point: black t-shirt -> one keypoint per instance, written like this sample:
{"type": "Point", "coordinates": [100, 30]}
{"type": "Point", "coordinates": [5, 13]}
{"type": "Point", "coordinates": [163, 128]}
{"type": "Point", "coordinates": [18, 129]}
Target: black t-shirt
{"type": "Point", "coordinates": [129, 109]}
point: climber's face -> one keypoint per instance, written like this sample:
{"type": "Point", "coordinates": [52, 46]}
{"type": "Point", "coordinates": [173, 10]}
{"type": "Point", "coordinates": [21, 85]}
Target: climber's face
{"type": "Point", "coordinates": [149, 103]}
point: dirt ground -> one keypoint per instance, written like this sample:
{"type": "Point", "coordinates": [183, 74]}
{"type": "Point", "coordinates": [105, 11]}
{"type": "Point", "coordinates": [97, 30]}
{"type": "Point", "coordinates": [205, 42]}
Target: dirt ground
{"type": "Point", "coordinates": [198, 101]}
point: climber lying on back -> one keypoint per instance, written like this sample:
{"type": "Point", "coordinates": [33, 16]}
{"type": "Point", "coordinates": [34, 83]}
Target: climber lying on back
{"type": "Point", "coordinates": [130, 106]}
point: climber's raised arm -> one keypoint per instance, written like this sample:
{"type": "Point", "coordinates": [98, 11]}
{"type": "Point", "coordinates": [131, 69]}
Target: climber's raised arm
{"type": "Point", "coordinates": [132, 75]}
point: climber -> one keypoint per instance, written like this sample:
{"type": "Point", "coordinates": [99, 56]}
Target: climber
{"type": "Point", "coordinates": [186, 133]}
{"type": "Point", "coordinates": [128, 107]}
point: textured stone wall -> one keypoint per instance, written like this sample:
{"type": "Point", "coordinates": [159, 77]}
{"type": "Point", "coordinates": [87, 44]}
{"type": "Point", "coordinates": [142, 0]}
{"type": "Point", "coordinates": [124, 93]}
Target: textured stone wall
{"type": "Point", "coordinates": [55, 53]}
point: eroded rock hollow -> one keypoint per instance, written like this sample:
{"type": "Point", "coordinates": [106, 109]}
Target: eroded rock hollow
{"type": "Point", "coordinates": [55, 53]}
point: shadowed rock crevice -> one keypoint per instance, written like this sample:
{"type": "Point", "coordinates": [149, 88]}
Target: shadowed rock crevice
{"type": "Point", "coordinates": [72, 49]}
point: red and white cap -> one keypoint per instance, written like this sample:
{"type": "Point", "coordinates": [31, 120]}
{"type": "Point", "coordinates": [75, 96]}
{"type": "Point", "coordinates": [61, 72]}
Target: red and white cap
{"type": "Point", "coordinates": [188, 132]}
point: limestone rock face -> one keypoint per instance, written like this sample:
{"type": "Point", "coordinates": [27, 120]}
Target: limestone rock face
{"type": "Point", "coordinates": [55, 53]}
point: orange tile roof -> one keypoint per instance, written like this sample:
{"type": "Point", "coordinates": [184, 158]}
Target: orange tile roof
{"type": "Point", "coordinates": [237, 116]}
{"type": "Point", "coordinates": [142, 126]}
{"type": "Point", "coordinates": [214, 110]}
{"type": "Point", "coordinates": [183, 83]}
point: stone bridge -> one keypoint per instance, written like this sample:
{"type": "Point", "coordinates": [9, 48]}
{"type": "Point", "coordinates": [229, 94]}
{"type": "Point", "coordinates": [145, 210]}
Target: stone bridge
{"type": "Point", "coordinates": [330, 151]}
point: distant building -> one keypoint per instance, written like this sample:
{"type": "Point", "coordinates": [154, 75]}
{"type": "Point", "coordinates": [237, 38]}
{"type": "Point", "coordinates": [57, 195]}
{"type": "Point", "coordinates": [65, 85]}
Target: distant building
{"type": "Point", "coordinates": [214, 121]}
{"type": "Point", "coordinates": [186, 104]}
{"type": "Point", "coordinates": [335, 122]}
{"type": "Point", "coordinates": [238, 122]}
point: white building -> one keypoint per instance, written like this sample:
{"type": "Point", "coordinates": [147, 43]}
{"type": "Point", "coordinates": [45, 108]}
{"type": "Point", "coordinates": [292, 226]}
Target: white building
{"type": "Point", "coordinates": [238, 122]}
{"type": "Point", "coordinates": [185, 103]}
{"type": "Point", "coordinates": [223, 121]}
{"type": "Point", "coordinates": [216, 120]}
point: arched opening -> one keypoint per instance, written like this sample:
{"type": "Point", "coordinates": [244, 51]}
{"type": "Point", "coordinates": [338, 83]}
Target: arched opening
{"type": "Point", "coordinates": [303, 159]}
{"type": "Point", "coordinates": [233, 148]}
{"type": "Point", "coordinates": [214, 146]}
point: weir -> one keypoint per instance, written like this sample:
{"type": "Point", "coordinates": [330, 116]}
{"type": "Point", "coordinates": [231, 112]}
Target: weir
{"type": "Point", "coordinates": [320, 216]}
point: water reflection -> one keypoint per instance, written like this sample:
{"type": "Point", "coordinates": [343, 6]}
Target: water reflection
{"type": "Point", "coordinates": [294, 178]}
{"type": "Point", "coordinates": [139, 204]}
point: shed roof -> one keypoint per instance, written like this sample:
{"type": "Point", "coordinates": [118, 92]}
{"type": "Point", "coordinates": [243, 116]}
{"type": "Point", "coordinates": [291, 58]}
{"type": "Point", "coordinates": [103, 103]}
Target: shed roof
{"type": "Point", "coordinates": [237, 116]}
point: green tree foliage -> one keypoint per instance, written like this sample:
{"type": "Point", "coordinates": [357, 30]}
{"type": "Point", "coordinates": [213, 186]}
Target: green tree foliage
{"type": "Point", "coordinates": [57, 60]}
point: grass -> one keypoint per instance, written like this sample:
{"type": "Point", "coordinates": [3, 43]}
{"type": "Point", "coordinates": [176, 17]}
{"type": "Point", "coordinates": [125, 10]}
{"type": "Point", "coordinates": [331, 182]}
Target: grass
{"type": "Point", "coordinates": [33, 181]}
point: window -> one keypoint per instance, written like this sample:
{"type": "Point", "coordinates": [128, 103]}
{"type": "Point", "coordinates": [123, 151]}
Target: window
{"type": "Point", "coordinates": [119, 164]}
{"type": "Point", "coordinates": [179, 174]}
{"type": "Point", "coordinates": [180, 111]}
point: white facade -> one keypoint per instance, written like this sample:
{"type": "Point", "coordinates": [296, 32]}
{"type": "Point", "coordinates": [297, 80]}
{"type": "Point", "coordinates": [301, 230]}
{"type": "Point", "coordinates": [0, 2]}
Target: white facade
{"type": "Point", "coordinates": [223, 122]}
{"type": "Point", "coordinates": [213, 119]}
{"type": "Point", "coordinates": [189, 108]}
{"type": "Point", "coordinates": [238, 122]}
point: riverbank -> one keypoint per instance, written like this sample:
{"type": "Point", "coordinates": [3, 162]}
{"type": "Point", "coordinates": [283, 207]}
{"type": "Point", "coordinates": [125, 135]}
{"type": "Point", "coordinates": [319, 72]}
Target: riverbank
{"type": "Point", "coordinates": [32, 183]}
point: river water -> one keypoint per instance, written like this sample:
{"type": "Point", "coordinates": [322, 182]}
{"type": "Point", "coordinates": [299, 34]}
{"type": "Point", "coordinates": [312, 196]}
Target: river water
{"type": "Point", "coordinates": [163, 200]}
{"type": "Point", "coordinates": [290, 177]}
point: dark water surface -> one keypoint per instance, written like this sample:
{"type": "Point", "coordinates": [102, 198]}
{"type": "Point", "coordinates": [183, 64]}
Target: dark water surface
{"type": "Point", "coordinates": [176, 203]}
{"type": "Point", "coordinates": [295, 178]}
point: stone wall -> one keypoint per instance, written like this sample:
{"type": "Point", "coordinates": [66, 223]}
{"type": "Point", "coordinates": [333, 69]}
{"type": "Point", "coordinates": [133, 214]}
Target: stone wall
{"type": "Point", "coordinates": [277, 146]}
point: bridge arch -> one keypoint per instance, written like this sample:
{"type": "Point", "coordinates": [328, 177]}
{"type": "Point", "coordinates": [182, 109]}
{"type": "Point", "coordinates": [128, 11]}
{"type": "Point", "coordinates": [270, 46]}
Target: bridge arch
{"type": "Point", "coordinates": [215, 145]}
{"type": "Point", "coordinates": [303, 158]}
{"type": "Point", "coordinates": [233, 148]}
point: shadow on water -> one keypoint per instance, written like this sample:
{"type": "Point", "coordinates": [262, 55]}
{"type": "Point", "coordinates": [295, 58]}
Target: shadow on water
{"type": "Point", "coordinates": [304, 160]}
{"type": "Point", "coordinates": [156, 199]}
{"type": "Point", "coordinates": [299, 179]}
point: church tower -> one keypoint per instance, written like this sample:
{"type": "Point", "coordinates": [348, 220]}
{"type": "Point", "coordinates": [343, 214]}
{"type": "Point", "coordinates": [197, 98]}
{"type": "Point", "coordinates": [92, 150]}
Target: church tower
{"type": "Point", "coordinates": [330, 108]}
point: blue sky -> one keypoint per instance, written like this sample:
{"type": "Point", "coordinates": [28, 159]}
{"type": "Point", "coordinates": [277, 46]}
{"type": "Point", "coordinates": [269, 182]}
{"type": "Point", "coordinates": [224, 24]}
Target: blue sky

What is being asked: Print everything from the line containing "point: shadow on" down to the last of the items, copying each line word for word.

Exercise output:
point: shadow on water -> one keypoint per instance, written like this sample:
{"type": "Point", "coordinates": [262, 55]}
{"type": "Point", "coordinates": [295, 58]}
Target: shadow on water
{"type": "Point", "coordinates": [304, 160]}
{"type": "Point", "coordinates": [156, 199]}
{"type": "Point", "coordinates": [299, 179]}
point: church tower -> one keypoint per instance, written like this sample:
{"type": "Point", "coordinates": [348, 220]}
{"type": "Point", "coordinates": [343, 214]}
{"type": "Point", "coordinates": [197, 98]}
{"type": "Point", "coordinates": [92, 150]}
Target: church tower
{"type": "Point", "coordinates": [330, 108]}
point: blue sky -> one keypoint per instance, written like this sample:
{"type": "Point", "coordinates": [28, 159]}
{"type": "Point", "coordinates": [277, 46]}
{"type": "Point", "coordinates": [269, 182]}
{"type": "Point", "coordinates": [224, 24]}
Target: blue sky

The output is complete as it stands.